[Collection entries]

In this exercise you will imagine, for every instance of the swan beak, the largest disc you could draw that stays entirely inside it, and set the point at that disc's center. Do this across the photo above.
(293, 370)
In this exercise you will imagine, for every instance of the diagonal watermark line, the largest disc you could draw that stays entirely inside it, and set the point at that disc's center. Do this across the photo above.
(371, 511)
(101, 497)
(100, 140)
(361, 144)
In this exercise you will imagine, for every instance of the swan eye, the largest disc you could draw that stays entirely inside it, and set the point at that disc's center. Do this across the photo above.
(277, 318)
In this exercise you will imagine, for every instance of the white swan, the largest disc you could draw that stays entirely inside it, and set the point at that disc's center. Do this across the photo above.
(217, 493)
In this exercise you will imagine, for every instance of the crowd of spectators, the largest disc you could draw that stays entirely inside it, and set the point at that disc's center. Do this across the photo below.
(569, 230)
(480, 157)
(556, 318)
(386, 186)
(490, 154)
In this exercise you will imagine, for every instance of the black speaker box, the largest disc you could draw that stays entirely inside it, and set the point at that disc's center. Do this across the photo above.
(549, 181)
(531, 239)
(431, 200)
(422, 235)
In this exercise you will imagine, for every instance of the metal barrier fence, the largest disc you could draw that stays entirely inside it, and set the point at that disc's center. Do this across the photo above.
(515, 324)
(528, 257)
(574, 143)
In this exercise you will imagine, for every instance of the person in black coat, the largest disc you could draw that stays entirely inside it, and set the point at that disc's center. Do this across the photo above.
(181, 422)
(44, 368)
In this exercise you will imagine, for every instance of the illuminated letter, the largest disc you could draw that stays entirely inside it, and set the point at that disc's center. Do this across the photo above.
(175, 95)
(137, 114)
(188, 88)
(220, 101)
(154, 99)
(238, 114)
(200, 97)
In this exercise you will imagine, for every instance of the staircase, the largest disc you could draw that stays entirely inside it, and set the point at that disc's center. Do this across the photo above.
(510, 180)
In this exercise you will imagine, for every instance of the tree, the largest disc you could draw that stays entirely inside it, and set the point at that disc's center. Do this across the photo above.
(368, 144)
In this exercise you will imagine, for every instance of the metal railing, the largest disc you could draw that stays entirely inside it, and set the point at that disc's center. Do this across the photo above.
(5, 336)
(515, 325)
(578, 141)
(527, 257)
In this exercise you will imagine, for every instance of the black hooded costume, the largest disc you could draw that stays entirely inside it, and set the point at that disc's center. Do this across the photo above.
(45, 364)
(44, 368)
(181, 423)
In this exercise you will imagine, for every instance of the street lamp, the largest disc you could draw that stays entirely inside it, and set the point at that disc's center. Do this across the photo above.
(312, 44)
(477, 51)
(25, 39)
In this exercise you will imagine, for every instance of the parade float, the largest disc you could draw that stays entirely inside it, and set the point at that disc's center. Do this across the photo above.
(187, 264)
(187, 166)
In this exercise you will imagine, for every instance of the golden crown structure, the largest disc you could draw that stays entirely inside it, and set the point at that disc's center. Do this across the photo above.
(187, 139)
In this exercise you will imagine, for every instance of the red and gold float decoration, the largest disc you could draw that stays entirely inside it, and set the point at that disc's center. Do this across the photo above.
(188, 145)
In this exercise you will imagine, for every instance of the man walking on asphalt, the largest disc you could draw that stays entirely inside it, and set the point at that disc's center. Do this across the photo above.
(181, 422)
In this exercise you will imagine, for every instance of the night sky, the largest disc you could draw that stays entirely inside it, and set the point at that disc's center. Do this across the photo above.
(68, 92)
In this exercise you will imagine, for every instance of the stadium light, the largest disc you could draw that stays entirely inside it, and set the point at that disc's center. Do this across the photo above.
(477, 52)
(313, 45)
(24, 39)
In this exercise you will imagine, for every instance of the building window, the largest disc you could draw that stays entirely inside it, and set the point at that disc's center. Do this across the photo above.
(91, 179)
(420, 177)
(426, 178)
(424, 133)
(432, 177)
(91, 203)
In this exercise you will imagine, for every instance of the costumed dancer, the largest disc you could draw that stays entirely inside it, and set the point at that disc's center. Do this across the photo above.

INSTRUCTIONS TO FOLLOW: Transcribe every record. Match each line exactly.

TASK SOLUTION:
In this exercise you will imagine, for every instance of the swan beak, the largest disc you could draw that stays entirely inside it, and set the point at that disc's center. Do this across the photo above.
(293, 370)
In this exercise you will imagine, for every instance of the diagonal watermark line, the largest disc you could draw that stays entirely inside it, and set the point at that disc's center. Do this across the photo above.
(371, 511)
(101, 497)
(100, 140)
(361, 144)
In this exercise you will imagine, for every instance of the swan eye, the largest disc you could draw that stays entirely inside it, and set the point at that disc's center. Do this across the photo above.
(277, 318)
In this exercise you will imagine, for every instance of the white swan, the largest disc you could draw that stays entirely inside it, and set the point at that disc's center. Do this across the photo above.
(217, 493)
In this exercise you will imagine, for every instance of the crowd of spectators, the largest disc you could draw that stays entirely inside it, and set the point at that disc's center. Do this across the photo below.
(569, 230)
(480, 157)
(556, 318)
(386, 186)
(490, 154)
In this exercise you will imagine, for every instance of the black speaker box, the largest disc you could draw that stays entirely inside it, and set the point at that disc's center. Do this across the photo above.
(549, 181)
(531, 239)
(431, 200)
(422, 235)
In this exercise you will imagine, for every instance of the metal barrier fence, the largest disc you could draw that stays entirely inside it, and set the point at that disc's center. Do this across the photo above.
(515, 324)
(528, 257)
(574, 143)
In this exercise you will imagine, for every instance of the person in black coat, the largest disc you could draw that stays entirely inside it, and set the point at that disc's center. Do this across the photo above.
(181, 422)
(44, 368)
In this exercise you will imagine, for every instance of the illuminated letter, the largest disc you could draw that stays entirely inside it, and set the point at that disc's center. Do this across the photo above.
(175, 95)
(137, 114)
(188, 88)
(220, 101)
(154, 99)
(238, 114)
(200, 97)
In this exercise you will imagine, for every instance of the staircase, the largest disc you could draw that stays entirely inside it, and set the point at that disc's center. Do this across the photo above.
(510, 180)
In this exercise you will imagine, for every instance of the tree, the largest disc you could draw that stays entirely inside it, and set the point at that disc's center. Do this across the photo above.
(368, 144)
In this exercise you will imagine, for every instance of the metal railing, the largest disc you could draw that stays entirely inside it, and set the point at that disc's center. Do this across the photo above.
(5, 336)
(515, 325)
(578, 141)
(527, 257)
In this exercise you will imagine, for every instance of the black hooded costume, the largest disc you could draw that stays entirely inside it, and set the point at that disc's center. Do this across the photo above.
(45, 364)
(44, 368)
(181, 423)
In this exercise you will imagine, for every instance of the street lamp, the largest disc you could draw that stays entirely inside it, and set the point at that disc's center. Do this across the photo above.
(312, 44)
(477, 51)
(25, 39)
In this exercise you will imagine, for every instance of the parade float, the largest disc you could draw that stays entirely inside it, and set the point at that disc's center. Do this across the photo above.
(187, 264)
(187, 166)
In this exercise you will imagine, for every instance of the golden crown structure, the largest disc you could draw that stays entirely inside it, and set the point at that disc's center. Do this across the photo above.
(187, 139)
In this exercise you will imagine, for every instance of the red and gold float decoration, the largest disc you could draw that stays entirely inside it, and set the point at that disc's center. Do this across the photo above.
(188, 145)
In this exercise you will imagine, for every instance of the man walking on asphalt, the largest disc you could draw that stays entirely inside it, and set the point at that disc's center. Do this across the photo above.
(181, 422)
In this exercise you will imagine, for every instance of the night sky, the largest disc you could draw that stays entirely inside it, and set the point at that disc's center. Do this across the photo above.
(68, 92)
In this exercise you will imagine, for every instance of the stadium light, the largest disc you could draw that stays entirely inside it, and set the point at that disc's center. Do this across the photo above.
(477, 52)
(313, 45)
(24, 39)
In this exercise you will imagine, for every instance of the building window, the largest disc you could draw that stays entirely inside it, and set the point at that disc's center. Do this across the photo above.
(91, 179)
(420, 177)
(426, 178)
(424, 133)
(432, 177)
(91, 203)
In this exercise you will imagine, for every instance of the costumed dancer, the largest disc you could draw that stays entirely inside it, and set the point at that disc's center. Do this across the photo above.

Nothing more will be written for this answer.